-- start of SUPPLIED MATERIAL --

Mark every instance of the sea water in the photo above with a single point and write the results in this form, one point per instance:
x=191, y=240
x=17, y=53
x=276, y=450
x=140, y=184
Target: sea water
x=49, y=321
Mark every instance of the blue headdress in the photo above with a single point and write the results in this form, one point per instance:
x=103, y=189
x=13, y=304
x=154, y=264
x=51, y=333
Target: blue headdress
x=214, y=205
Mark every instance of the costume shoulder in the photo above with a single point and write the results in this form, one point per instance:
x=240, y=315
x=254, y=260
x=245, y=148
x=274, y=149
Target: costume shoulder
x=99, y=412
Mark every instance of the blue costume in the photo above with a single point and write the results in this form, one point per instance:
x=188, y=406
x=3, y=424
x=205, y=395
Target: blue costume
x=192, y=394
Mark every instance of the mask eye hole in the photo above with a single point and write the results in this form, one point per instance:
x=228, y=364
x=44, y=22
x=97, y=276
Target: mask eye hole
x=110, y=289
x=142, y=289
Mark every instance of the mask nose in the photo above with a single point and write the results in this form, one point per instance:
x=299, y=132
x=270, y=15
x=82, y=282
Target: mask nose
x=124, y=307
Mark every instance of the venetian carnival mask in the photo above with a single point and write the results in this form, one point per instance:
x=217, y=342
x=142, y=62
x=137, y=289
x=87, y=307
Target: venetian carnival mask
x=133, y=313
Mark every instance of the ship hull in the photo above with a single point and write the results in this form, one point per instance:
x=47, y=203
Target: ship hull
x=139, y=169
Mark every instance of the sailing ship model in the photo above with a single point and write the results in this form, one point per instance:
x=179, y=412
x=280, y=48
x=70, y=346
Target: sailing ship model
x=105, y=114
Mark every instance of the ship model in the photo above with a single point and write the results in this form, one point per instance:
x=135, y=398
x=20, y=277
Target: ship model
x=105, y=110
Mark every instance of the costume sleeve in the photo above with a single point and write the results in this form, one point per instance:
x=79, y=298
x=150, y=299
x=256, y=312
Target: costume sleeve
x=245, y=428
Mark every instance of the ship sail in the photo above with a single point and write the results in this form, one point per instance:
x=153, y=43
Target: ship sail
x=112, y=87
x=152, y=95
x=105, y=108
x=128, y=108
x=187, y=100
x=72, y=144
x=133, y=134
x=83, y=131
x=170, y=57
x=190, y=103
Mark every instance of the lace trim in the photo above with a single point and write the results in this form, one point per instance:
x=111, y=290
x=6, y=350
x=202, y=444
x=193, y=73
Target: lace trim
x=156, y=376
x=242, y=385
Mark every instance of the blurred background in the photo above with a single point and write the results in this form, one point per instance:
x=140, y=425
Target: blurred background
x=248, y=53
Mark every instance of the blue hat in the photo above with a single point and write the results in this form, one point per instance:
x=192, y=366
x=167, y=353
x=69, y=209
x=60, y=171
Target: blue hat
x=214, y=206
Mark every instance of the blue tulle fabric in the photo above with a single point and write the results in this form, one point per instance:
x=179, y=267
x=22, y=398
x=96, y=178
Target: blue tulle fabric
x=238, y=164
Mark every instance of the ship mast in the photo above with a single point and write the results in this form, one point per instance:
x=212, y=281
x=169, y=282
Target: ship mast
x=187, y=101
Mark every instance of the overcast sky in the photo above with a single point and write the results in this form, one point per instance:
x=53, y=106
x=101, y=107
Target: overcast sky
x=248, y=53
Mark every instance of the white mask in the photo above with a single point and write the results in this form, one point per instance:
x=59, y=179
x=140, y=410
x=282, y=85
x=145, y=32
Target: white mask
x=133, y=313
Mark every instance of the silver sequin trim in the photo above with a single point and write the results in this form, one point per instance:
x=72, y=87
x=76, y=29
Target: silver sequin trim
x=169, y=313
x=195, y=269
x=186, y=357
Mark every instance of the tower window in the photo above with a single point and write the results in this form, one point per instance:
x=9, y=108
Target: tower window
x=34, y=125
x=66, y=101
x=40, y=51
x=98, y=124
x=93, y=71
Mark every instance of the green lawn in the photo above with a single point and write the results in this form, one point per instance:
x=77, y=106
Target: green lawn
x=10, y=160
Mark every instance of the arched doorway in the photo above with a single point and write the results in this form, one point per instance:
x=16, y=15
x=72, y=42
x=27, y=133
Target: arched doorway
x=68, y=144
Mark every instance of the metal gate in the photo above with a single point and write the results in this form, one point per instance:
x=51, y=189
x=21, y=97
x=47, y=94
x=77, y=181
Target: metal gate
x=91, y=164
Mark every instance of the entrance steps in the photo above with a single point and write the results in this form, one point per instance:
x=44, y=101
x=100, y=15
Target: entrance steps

-- end of SUPPLIED MATERIAL --

■ WHAT THE TASK REQUIRES ■
Can you reproduce the entries from the line with "Mark every instance of the blurred" to the line with "x=91, y=164", both included, scaling only the answer coordinates by 2.4 and rounding each to a whole number (halves round up)? Every other line, sample coordinates included, should stay as it is, and no other lines should be given.

■ SOLVED PROBLEM ■
Mark every instance of the blurred background in the photo above with a single point and write the results in this form, one point per instance:
x=140, y=425
Target: blurred background
x=595, y=127
Mark every instance of the blue hat in the photo above with a single point and write the results in this form, one point per instance:
x=192, y=366
x=167, y=353
x=69, y=209
x=60, y=171
Target: blue hat
x=514, y=494
Mark every instance of the blue tulle fabric in the photo above with a single point and write the results in this form, one point per instance:
x=179, y=267
x=22, y=398
x=96, y=178
Target: blue tulle fabric
x=571, y=394
Mark every instance of the ship mast in the photo above with a single point and write the results in this form, one point per instance:
x=212, y=281
x=169, y=282
Target: ship mast
x=449, y=242
Mark every instance of the overcast sky in the photo above with a single point and write the results in this form, one point per instance:
x=53, y=106
x=101, y=107
Target: overcast sky
x=595, y=127
Mark every instance of the white mask in the photo above with a single point and write the results in this form, one point per instance:
x=59, y=179
x=140, y=410
x=282, y=85
x=145, y=32
Target: white mask
x=319, y=751
Mark every instance of the silver sequin trim in the photo above with a single point and write the results in this form, one point per instance:
x=72, y=87
x=76, y=29
Target: silver sequin trim
x=406, y=751
x=468, y=646
x=446, y=857
Mark every instance of the tower window in the photo above with a single point and write the results in this form, one point per instance:
x=9, y=108
Target: tower window
x=82, y=300
x=158, y=242
x=96, y=122
x=235, y=298
x=223, y=170
Mark every instance of the green lawn in the photo above with a single point and write the results in this form, one point per instance:
x=77, y=106
Target: green lawn
x=24, y=384
Mark every instance of the arched doorway in the photo above with a single point and write the results in this form, one point per instance:
x=16, y=15
x=72, y=42
x=27, y=133
Target: arched doorway
x=163, y=346
Mark every instance of the metal gate in the photo above with a single point and write the results in this form, one point per instance:
x=51, y=189
x=21, y=97
x=47, y=94
x=77, y=181
Target: metal gate
x=218, y=394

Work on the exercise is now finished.